### Task description
Every entry below should be printed exactly, without its images.

(Data under study)

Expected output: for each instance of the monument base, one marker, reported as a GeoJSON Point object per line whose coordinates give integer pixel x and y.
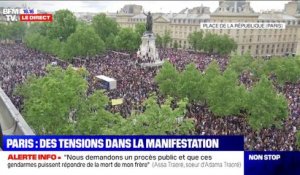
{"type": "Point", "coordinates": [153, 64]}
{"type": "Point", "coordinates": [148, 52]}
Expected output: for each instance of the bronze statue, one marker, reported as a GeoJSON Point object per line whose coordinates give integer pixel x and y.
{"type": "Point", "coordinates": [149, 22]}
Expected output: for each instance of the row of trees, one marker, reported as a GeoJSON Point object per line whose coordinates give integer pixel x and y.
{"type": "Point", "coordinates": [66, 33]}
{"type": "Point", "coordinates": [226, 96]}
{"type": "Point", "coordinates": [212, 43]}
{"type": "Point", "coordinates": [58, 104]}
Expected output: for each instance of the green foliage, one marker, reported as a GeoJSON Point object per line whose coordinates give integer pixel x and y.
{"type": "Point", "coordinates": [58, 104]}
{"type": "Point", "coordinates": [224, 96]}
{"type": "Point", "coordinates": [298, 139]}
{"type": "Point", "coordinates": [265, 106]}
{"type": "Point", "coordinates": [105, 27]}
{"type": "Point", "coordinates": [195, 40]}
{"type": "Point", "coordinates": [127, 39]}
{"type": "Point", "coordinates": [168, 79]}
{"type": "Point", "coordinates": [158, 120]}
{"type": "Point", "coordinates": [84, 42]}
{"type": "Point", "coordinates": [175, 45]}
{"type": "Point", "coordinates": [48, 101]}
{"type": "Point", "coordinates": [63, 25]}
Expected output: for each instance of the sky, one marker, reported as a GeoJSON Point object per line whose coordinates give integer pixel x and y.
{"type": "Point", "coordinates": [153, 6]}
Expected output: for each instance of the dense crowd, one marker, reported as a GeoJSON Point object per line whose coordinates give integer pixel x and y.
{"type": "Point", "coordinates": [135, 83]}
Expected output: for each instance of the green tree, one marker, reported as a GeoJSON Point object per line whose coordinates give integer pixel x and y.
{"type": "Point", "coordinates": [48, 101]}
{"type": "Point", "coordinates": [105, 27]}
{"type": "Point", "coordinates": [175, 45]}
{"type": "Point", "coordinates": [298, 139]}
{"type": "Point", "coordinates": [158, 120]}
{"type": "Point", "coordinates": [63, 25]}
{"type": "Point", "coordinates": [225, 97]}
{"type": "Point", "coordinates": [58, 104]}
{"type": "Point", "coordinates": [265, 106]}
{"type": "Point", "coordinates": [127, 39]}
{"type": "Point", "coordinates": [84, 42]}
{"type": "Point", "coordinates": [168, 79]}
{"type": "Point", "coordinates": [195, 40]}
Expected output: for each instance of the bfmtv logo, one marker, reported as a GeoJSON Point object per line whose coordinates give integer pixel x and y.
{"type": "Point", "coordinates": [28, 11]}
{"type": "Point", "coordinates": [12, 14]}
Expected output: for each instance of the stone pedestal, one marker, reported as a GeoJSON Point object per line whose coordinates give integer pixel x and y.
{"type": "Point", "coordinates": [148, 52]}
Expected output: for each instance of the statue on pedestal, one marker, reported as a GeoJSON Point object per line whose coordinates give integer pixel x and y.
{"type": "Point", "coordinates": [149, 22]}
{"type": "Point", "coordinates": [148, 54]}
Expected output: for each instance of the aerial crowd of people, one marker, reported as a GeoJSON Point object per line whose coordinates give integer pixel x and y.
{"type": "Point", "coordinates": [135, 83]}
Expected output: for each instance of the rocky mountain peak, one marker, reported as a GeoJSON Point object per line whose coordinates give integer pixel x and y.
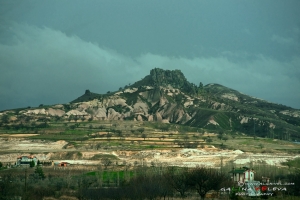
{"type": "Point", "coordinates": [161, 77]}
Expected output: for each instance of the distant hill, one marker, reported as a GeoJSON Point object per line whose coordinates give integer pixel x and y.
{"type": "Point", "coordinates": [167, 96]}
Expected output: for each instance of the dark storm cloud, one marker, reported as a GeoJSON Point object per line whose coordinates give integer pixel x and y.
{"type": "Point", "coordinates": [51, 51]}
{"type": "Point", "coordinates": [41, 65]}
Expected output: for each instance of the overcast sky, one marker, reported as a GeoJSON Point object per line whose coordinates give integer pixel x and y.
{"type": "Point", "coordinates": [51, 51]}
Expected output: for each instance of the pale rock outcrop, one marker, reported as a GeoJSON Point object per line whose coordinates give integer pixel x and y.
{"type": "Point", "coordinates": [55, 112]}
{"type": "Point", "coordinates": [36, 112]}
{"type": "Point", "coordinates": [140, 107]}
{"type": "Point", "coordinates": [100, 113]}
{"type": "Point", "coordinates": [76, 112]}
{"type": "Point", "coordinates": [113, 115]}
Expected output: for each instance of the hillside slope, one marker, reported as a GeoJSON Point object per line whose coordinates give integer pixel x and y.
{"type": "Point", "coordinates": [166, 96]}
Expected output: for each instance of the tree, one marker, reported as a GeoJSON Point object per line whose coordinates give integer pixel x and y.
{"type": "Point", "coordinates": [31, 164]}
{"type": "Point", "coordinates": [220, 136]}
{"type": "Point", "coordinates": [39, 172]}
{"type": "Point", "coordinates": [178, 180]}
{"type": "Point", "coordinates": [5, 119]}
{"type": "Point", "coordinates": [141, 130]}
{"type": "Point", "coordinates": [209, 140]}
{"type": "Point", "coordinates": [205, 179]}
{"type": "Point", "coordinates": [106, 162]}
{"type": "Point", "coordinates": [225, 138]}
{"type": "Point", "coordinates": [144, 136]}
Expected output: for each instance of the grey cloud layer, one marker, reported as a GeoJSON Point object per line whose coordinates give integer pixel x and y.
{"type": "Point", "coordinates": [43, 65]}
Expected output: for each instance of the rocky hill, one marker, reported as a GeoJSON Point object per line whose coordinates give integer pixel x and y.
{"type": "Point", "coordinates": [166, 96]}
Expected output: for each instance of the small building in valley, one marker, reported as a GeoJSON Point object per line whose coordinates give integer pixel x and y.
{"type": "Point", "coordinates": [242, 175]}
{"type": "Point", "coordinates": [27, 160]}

(End Data under study)

### Answer section
Expected output: for each instance of the monument base, one marker, reported as a GeoJSON Point object per line whose coordinates give integer pixel x and y.
{"type": "Point", "coordinates": [153, 64]}
{"type": "Point", "coordinates": [148, 52]}
Expected output: for each instance of the bronze statue, one marker, reported as a GeoJSON Point object per line whose coordinates give integer pixel x and y.
{"type": "Point", "coordinates": [149, 22]}
Expected output: for each instance of the row of trees, one marker, reported as a GeoJSON Point object per line whose coordinates give integer pixel x and y.
{"type": "Point", "coordinates": [66, 33]}
{"type": "Point", "coordinates": [226, 96]}
{"type": "Point", "coordinates": [212, 43]}
{"type": "Point", "coordinates": [58, 104]}
Expected output: for each instance of the green foliage, one marker, reported as a GeoJSON Point object per line whose coordinates give integer pixel x and y.
{"type": "Point", "coordinates": [58, 104]}
{"type": "Point", "coordinates": [224, 96]}
{"type": "Point", "coordinates": [298, 139]}
{"type": "Point", "coordinates": [265, 106]}
{"type": "Point", "coordinates": [105, 27]}
{"type": "Point", "coordinates": [195, 40]}
{"type": "Point", "coordinates": [127, 39]}
{"type": "Point", "coordinates": [168, 79]}
{"type": "Point", "coordinates": [158, 120]}
{"type": "Point", "coordinates": [84, 42]}
{"type": "Point", "coordinates": [175, 45]}
{"type": "Point", "coordinates": [48, 101]}
{"type": "Point", "coordinates": [63, 25]}
Expected output: for each instance of the sky, one marker, reported as a GeoJSON Point object per line whose coordinates give integer pixel x and y.
{"type": "Point", "coordinates": [153, 6]}
Expected output: for each instance of the dense crowd, one marker, reported as a GeoJSON Point object per line whose coordinates give integer pixel x and y.
{"type": "Point", "coordinates": [135, 83]}
Expected output: for each instance of the green tree, one marker, reported as a GeoJSON Point object per line whose coordinates give integer pixel x and y.
{"type": "Point", "coordinates": [48, 101]}
{"type": "Point", "coordinates": [105, 27]}
{"type": "Point", "coordinates": [175, 45]}
{"type": "Point", "coordinates": [298, 139]}
{"type": "Point", "coordinates": [158, 120]}
{"type": "Point", "coordinates": [63, 25]}
{"type": "Point", "coordinates": [225, 97]}
{"type": "Point", "coordinates": [58, 104]}
{"type": "Point", "coordinates": [265, 106]}
{"type": "Point", "coordinates": [127, 39]}
{"type": "Point", "coordinates": [84, 42]}
{"type": "Point", "coordinates": [168, 79]}
{"type": "Point", "coordinates": [195, 40]}
Expected output: for each instance of the bfmtv logo, one marker, reported as a GeoJSON Point object per line whose coordinates give integer pixel x and y.
{"type": "Point", "coordinates": [28, 11]}
{"type": "Point", "coordinates": [12, 14]}
Expected output: for each instance of the stone pedestal, one marker, reported as a GeoJSON Point object per line whose coordinates give integer pixel x and y.
{"type": "Point", "coordinates": [148, 52]}
Expected output: for each instance of the statue on pedestal, one marker, reported as a GeoJSON Point object per line whose coordinates give integer pixel x and y.
{"type": "Point", "coordinates": [149, 22]}
{"type": "Point", "coordinates": [148, 54]}
Expected output: for each instance of the aerial crowd of people, one marker, reported as a GeoJSON Point object per line whose coordinates give integer pixel x and y.
{"type": "Point", "coordinates": [135, 83]}
Expected output: for each instance of the rocky mountain peak, one marker, reported as a GeoJSON Point object per line whose coordinates give integer pixel x and y.
{"type": "Point", "coordinates": [161, 77]}
Expected output: for each instance of the distant hill, one marker, reported as a GeoJSON Point object per line whose coordinates give integer pixel x and y.
{"type": "Point", "coordinates": [167, 96]}
Expected output: for each instance of the dark storm cloud, one marker, reported as a GeoJSON Point object per line whose coordinates give integer pixel x and y.
{"type": "Point", "coordinates": [51, 51]}
{"type": "Point", "coordinates": [41, 65]}
Expected output: for each instance of the overcast sky, one marker, reported as a GeoJSON Point object per line whose coordinates give integer pixel x and y.
{"type": "Point", "coordinates": [51, 51]}
Expected output: for each instance of the pale rock outcrop, one marker, reported as a GeoJSON Point object per line whose coordinates give integer pixel x and y.
{"type": "Point", "coordinates": [55, 112]}
{"type": "Point", "coordinates": [36, 112]}
{"type": "Point", "coordinates": [140, 107]}
{"type": "Point", "coordinates": [100, 113]}
{"type": "Point", "coordinates": [76, 112]}
{"type": "Point", "coordinates": [113, 115]}
Expected output: for each instance of the hillside slope, one marker, reported as a GeoJSON Point object per line whose coordinates give integer pixel x and y.
{"type": "Point", "coordinates": [166, 96]}
Expected output: for each instance of the tree, one marker, reported as a GeoJSON Point object per line whose coordinates give integer pixel x and y.
{"type": "Point", "coordinates": [31, 164]}
{"type": "Point", "coordinates": [220, 136]}
{"type": "Point", "coordinates": [39, 172]}
{"type": "Point", "coordinates": [178, 180]}
{"type": "Point", "coordinates": [5, 119]}
{"type": "Point", "coordinates": [141, 130]}
{"type": "Point", "coordinates": [209, 140]}
{"type": "Point", "coordinates": [205, 179]}
{"type": "Point", "coordinates": [106, 162]}
{"type": "Point", "coordinates": [225, 138]}
{"type": "Point", "coordinates": [144, 136]}
Expected output: for each instance of the grey cloud layer, one marker, reported as a GeoJSON Point object per line whose coordinates give integer pixel x and y.
{"type": "Point", "coordinates": [43, 65]}
Expected output: for each instance of the rocky hill, one marker, reported as a GeoJSON Point object per line whose coordinates give integer pixel x and y.
{"type": "Point", "coordinates": [166, 96]}
Expected output: for each instance of the small building in valley, one marker, reported as a GeoJSON Point object per line whose coordinates give integer pixel x and y.
{"type": "Point", "coordinates": [242, 175]}
{"type": "Point", "coordinates": [27, 160]}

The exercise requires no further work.